- TEXT PASSAGE
All you had to do was get to this part of the Article before knowing you didn't have to read any further.


"One protester has a sign that reads: "Teachers Put Students First". No they don't. Teachers in Ontario have not been participating in extracurricular activities with students thus far.
(Source: http://www.cbc.ca/ne...r-teachers.html) Though it isn't stated that the teachers must do it, the fact that they pick an aspect of school that has nothing to do with Government illustrates that students are not first. Students are essentially put up as hostages."



Extra curricular activities are exactly that. Extras. It's the equivalent of complaining about going out for dinner and then complaining that they don't give you extra side dishes for free.


Big hole in this argument is that there's always a sign somewhere that says that they put kids first. They don't.

- SET PROBLEM 1
Summarize the passage on Ontario teachers and extracurricular activities in two sentences.
- SET PROBLEM 2
In the passage on Ontario teachers and extracurricular activities, what does the protester's sign read?
- SET PROBLEM 3
Carry on the passage on Ontario teachers and extracurricular activities from its last sentence.

- RECORD SET
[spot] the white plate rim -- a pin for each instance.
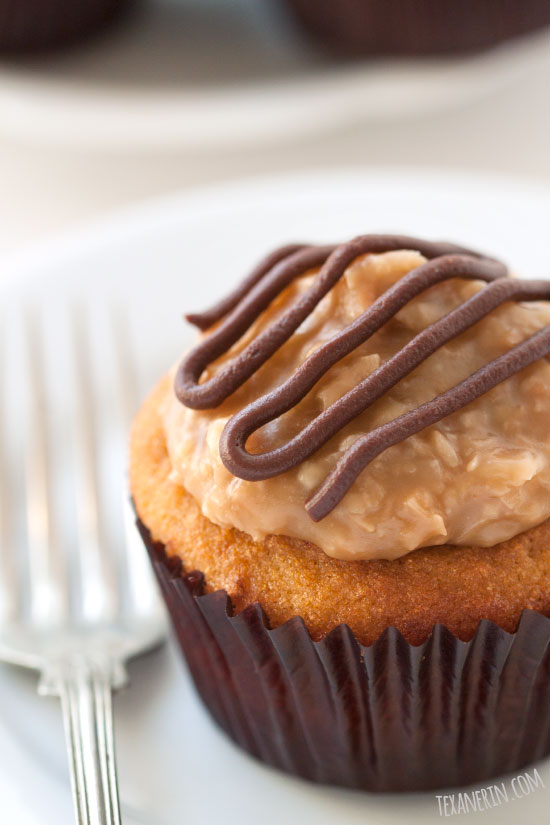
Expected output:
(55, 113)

---

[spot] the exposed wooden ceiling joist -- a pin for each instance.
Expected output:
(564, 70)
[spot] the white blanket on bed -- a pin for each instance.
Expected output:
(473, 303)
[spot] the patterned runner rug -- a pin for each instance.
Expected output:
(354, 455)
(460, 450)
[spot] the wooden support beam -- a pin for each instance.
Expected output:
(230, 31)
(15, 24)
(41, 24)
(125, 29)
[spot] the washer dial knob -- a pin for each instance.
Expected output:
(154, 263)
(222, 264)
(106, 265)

* * *

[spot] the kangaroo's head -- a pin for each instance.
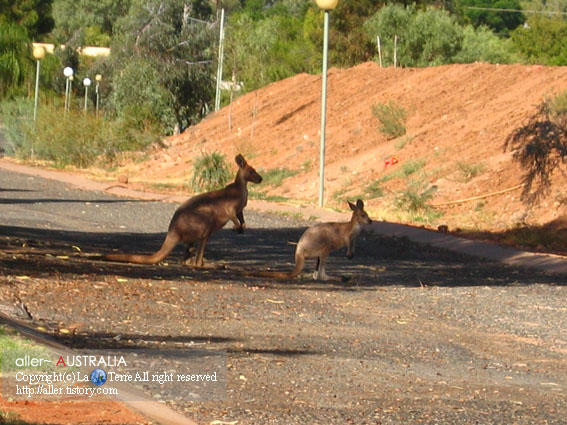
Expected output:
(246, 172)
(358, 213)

- EXERCISE OUTPUT 1
The writer quotes an article arguing that Ontario teachers, by not taking part in extracurricular activities, show that students are not first and are essentially held as hostages. The writer replies that extracurricular activities are only extras and compares complaining about them to complaining that a restaurant doesn't give extra side dishes for free.

- EXERCISE OUTPUT 2
"Teachers Put Students First"

- EXERCISE OUTPUT 3
Extracurricular activities are extra, yes - I don't think Captain Obvious needs to sign in here - you just did his job for him. If teachers were really putting kids first, all activities involving kids will still continue. Kids need the extracurricular activities - very important for their development. Government never told them to do that - it isn't in their contract. If you're stopping work in which a contract has been signed between Government and the union, that's a different story.

Taking away extracurricular activities doesn't hurt the Government. They are using kids as hostage, as bargaining chips, where they can parade around claiming that the Government caused the kids to lose extracurricular activities.

Bottom line: I see their justification in striking against Bill 115, but I don't see how they still can legitimately claim that they put kids first. No, they don't. Bill 115 itself has nothing to do with students. However, its existence indirectly affect kids because teachers no longer can strike the way that they normally can.

The typical response by students to hop onto the teachers' bandwagon is the issue. I'm not saying that the Government cares. They don't. But it's always the unions that put up a facade that they care about students. At the end of the day, for unions, teachers go first, students are second. For Government, it's money first, and then students.

Edited by Dazzle, 17 November 2012 - 05:59 PM.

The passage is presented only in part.